** BEGIN DATA SHOWN **
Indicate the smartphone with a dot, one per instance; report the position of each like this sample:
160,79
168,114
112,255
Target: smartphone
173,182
** END DATA SHOWN **
* [OBJECTIVE]: Update the data above by replacing "smartphone" with "mobile phone" everywhere it appears, keeping all other text the same.

* [SOLUTION]:
Indicate the mobile phone with a dot, one per instance; report the position of each like this sample:
160,79
168,114
112,255
Target: mobile phone
173,182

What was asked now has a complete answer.